From the first line to the last, transcribe the data exactly.

Segment Start: Data records

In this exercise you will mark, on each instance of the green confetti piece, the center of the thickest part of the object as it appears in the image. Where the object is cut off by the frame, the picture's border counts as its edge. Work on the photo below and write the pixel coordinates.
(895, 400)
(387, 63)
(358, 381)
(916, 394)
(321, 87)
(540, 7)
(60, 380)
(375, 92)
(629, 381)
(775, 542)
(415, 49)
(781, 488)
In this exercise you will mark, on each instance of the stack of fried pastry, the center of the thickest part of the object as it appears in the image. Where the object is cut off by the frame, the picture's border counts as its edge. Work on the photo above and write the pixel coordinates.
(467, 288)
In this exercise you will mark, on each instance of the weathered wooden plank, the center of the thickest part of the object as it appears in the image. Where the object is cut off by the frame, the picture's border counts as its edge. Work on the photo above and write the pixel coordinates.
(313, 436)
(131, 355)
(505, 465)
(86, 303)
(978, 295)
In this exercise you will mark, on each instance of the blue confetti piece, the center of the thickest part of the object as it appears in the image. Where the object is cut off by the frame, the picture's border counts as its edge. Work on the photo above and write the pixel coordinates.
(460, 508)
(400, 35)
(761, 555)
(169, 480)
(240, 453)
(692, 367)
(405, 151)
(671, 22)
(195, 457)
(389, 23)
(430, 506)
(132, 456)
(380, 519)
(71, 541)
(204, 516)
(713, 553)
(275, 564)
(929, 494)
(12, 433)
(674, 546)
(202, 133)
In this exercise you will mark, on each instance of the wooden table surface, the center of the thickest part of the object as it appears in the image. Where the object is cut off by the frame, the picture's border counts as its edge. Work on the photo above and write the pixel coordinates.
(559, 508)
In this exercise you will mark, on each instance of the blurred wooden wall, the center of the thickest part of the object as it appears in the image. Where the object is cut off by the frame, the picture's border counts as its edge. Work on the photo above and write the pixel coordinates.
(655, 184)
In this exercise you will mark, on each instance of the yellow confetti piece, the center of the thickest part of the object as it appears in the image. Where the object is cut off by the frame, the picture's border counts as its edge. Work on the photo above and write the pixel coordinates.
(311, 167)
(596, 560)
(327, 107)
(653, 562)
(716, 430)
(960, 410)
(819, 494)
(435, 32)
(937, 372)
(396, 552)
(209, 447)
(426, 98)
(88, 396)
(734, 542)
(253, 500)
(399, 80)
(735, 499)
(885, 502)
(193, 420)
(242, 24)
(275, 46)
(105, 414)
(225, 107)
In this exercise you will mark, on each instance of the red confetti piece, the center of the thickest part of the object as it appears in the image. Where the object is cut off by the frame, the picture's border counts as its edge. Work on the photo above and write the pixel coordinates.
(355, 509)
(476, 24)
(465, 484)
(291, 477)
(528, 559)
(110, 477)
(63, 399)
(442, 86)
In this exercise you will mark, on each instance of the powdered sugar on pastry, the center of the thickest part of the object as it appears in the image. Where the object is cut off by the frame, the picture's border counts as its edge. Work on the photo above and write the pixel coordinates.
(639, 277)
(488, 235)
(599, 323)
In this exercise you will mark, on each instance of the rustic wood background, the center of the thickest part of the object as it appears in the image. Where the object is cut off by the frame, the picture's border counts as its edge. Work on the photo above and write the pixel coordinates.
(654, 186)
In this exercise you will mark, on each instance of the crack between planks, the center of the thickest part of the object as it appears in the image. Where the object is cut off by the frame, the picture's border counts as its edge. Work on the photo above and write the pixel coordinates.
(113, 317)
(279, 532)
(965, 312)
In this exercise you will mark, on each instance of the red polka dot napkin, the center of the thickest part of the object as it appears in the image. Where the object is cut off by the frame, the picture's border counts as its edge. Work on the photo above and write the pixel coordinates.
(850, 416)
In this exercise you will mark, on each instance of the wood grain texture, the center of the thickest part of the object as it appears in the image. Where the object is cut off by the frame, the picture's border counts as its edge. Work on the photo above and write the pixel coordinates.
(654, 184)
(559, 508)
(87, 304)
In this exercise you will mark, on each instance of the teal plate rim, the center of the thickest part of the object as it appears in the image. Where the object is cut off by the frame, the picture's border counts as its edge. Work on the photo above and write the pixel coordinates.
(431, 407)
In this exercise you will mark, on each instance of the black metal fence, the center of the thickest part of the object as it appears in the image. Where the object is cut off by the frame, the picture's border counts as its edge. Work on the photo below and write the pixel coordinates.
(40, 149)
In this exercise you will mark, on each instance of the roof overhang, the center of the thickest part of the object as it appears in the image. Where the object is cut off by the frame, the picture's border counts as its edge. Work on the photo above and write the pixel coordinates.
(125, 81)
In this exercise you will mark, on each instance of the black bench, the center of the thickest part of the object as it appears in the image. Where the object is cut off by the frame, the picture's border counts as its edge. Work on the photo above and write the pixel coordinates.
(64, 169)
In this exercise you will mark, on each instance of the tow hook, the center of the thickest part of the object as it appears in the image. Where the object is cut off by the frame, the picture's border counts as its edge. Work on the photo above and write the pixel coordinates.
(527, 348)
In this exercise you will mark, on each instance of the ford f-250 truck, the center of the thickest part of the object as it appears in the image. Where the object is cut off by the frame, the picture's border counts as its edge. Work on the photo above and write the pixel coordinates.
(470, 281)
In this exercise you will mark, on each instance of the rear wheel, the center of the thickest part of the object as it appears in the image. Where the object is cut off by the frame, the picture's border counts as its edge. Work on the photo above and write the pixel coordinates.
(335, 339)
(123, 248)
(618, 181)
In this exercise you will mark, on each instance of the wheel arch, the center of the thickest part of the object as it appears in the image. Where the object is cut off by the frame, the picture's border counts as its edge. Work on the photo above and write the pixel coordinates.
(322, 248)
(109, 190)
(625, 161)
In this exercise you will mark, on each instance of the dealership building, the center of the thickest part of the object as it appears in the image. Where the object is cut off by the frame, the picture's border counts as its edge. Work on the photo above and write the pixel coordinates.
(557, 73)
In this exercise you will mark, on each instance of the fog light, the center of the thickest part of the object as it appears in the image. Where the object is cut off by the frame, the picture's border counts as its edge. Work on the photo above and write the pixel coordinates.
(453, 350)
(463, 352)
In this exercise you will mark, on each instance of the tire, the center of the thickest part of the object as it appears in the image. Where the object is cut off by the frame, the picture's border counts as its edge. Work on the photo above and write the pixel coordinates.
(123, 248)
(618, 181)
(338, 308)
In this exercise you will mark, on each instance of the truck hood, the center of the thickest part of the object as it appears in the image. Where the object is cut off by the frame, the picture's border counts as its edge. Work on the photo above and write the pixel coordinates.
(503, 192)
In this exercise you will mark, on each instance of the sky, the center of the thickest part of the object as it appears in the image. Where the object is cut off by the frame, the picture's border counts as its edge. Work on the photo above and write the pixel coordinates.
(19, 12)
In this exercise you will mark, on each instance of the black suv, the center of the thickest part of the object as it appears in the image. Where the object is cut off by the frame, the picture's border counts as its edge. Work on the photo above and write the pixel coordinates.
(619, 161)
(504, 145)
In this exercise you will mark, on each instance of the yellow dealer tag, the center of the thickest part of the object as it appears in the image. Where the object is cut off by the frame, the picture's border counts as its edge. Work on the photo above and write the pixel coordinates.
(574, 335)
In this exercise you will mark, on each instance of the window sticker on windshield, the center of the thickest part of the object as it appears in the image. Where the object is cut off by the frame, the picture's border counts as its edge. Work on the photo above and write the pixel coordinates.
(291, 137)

Segment End: Data records

Output for this task:
In this exercise you will mark, on each instance of the green confetti piece, the center of the thickest part of the object as it appears in the image. Where the object is cut off by the frame, the picture's border counts as its edge. Work on the photo below and write the pixel coordinates.
(895, 400)
(387, 63)
(358, 381)
(916, 394)
(321, 87)
(540, 7)
(60, 380)
(375, 92)
(629, 381)
(775, 542)
(415, 49)
(781, 488)
In this exercise you will mark, on each instance of the stack of fried pastry, the center of the thickest part of the object as it appears in the image. Where the object is cut off by the frame, the picture's border counts as its edge. Work on the photo above and write the pixel coordinates.
(467, 288)
In this exercise you will mark, on each instance of the weathered wooden plank, the center of the thickest part of the object as it appears in the image. Where the object is cut off by the frame, the picture's border counts as its edge. Work on the photo above and write the pixel coordinates.
(313, 436)
(131, 355)
(505, 465)
(86, 303)
(978, 295)
In this exercise you will mark, on each instance of the blue confetti piece, the center of the thickest part of the object as it appears in the image. Where the object is cut off by the frame, the picture's border counts as its edge. Work on the photo above and write the pixel coordinates.
(460, 508)
(400, 35)
(761, 555)
(169, 480)
(240, 453)
(692, 367)
(405, 151)
(671, 22)
(195, 457)
(389, 23)
(430, 506)
(132, 456)
(380, 519)
(71, 541)
(204, 516)
(713, 553)
(275, 564)
(929, 494)
(12, 433)
(674, 546)
(202, 133)
In this exercise you will mark, on each instance of the wooden table surface, the center of the thickest part of the object as it appears in the image. Where the object is cut off by the frame, the picture's border counts as its edge. Work on the photo above and write the pixel coordinates.
(559, 508)
In this exercise you will mark, on each instance of the blurred wooden wall, the center of the thickest part of the object as it appears in the image. Where the object is cut off by the frame, the picture's border counts as its edge. Work on the photo above and write the pixel coordinates.
(655, 184)
In this exercise you will mark, on each instance of the yellow confetti piece, the center of the thickest part of the object as it appears in the image. Where the object is cut off by the frame, the picture's border counts as its edge. Work on the photo above and write the pixel coordinates.
(311, 167)
(596, 560)
(327, 107)
(653, 562)
(716, 430)
(960, 410)
(819, 494)
(435, 32)
(937, 372)
(396, 552)
(209, 447)
(426, 98)
(88, 396)
(734, 542)
(253, 500)
(399, 80)
(735, 499)
(885, 502)
(193, 420)
(242, 24)
(275, 46)
(105, 414)
(225, 107)
In this exercise you will mark, on each instance of the red confetti piece, the center of the thickest part of the object as it appears in the image. Where the object is cut off by the frame, the picture's border counts as its edge. Work on the photo above and write the pixel coordinates.
(355, 509)
(476, 24)
(465, 484)
(291, 477)
(528, 559)
(110, 477)
(63, 399)
(442, 86)
In this exercise you will mark, on each instance of the powdered sugar on pastry, the center of the thickest part of the object as it appears in the image. Where the object is cut off by the frame, the picture's border counts as its edge. Work on the photo above and write the pixel coordinates.
(639, 277)
(488, 235)
(599, 323)
In this exercise you will mark, on each instance of the rustic wood background, the center of the thickest part of the object as it appears in the image. Where the object is cut off by the frame, the picture's border counts as its edge. Work on the photo above and write the pixel coordinates.
(654, 186)
In this exercise you will mark, on each instance of the crack between planks, the center of the thickest part of the object as it appears in the image. Where the object is cut off by the frame, the picture's border counts as its edge. Work on the photo above and write the pixel coordinates.
(113, 317)
(279, 532)
(965, 312)
In this exercise you will mark, on each instance of the red polka dot napkin, the center of the thickest part of the object as it appears in the image. Where the object is cut off by the frame, the picture's border counts as its edge. Work on the photo above and write the pixel coordinates.
(850, 416)
In this exercise you will mark, on each instance of the wood grain texture, the center of the thickest part of the object as it appears in the image. Where the object is cut off by the frame, the picture's border counts as its edge. Work on the photo above and write the pixel coordinates.
(654, 184)
(559, 508)
(87, 304)
In this exercise you will mark, on each instance of the teal plate rim, the center of the thickest part of the object as it appears in the image. Where the object is cut off by the frame, the picture's border counts as its edge. Work on the photo above and write the pixel coordinates.
(431, 407)
In this exercise you will mark, on each instance of the black metal fence, the center of the thickest part of the object as it appears in the image. Where the object is cut off by the frame, the picture's border counts as its edge. Work on the photo below and write the pixel coordinates.
(40, 149)
In this exercise you will mark, on each instance of the roof overhang, the center of the thickest part of the object as it appears in the image. Where the object is cut off by the frame, the picture's border counts as its edge. Work on the photo above and write the pixel coordinates.
(125, 81)
In this exercise you will mark, on each instance of the black bench, the center of the thickest part of the object as it appears in the image. Where the object is cut off by the frame, the picture's border counts as its edge. Work on the photo above and write the pixel coordinates.
(64, 169)
In this exercise you will mark, on each instance of the tow hook, the center of the thickest part of the object as it appears in the image. Where the object is cut off by the frame, the picture's border counts as its edge. Work on the photo above and write the pixel coordinates.
(527, 348)
In this exercise you will mark, on each instance of the ford f-250 truck, the center of the thickest part of the object as it appears in the image. Where the object is cut off by the frame, the picture's border counts as its edge. Work on the photo above and write the pixel coordinates.
(470, 281)
In this exercise you will mark, on each instance of the rear wheel, the center of the thickest part of the object as it appears in the image. Where the object is cut off by the frame, the picture's border counts as its edge. Work on the photo above and write the pixel coordinates.
(335, 339)
(123, 248)
(618, 181)
In this exercise you will mark, on each instance of the wheel arch, the center of the thickest part of the object as it appears in the image. Where the object is cut off by the frame, the picture's border counts as its edge. Work on the photo above and write the pixel coordinates.
(322, 248)
(109, 190)
(625, 161)
In this exercise you will mark, on each instance of the dealership building, the center of the thickest part of the object as it appears in the image. Where the object is cut off by the frame, the picture's border counts as its edge. Work on the photo above and write the pixel coordinates.
(557, 73)
In this exercise you will mark, on each instance of the fog light, the center of the thickest part of the object as it appears in the image. Where the object is cut off by the frame, the picture's border counts as its edge. Work on the photo above and write the pixel coordinates.
(453, 350)
(463, 352)
In this exercise you will mark, on each instance of the tire, the center of the thickest part of the object as it appears in the image. Where the object is cut off by the frame, the picture's border counts as its edge. Work on the photo above and write the pixel coordinates.
(123, 248)
(618, 181)
(338, 308)
In this exercise you will mark, on each instance of the truck hood, the center of the thickest part of the object as it appears in the image. Where the object is cut off by the frame, the picture's border counts as its edge. Work on the photo above and write the pixel coordinates.
(503, 192)
In this exercise you will mark, on each instance of the sky, the center of the thickest part of the object as it appears in the image. Where the object is cut off by the frame, the picture's border counts as its edge. Work on the photo above and write the pixel coordinates.
(19, 12)
In this exercise you will mark, on each instance of the black suv, the center of the thickest part of the object as it appears in the image. Where the object is cut off by the frame, the picture's border counts as its edge. Work on the photo above and write the pixel coordinates.
(619, 161)
(504, 145)
In this exercise you will mark, on each instance of the yellow dealer tag, the center of the thickest part of the object as it appears in the image. Where the object is cut off by the frame, the picture's border counts as its edge. Work on the photo above and write the pixel coordinates.
(574, 335)
In this exercise you will mark, on each instance of the window sticker on windshield, the center of the thickest part of the object as it appears in the image. Where the object is cut off by the frame, the picture's border counts as its edge. Work on the photo above and write the pixel coordinates.
(291, 137)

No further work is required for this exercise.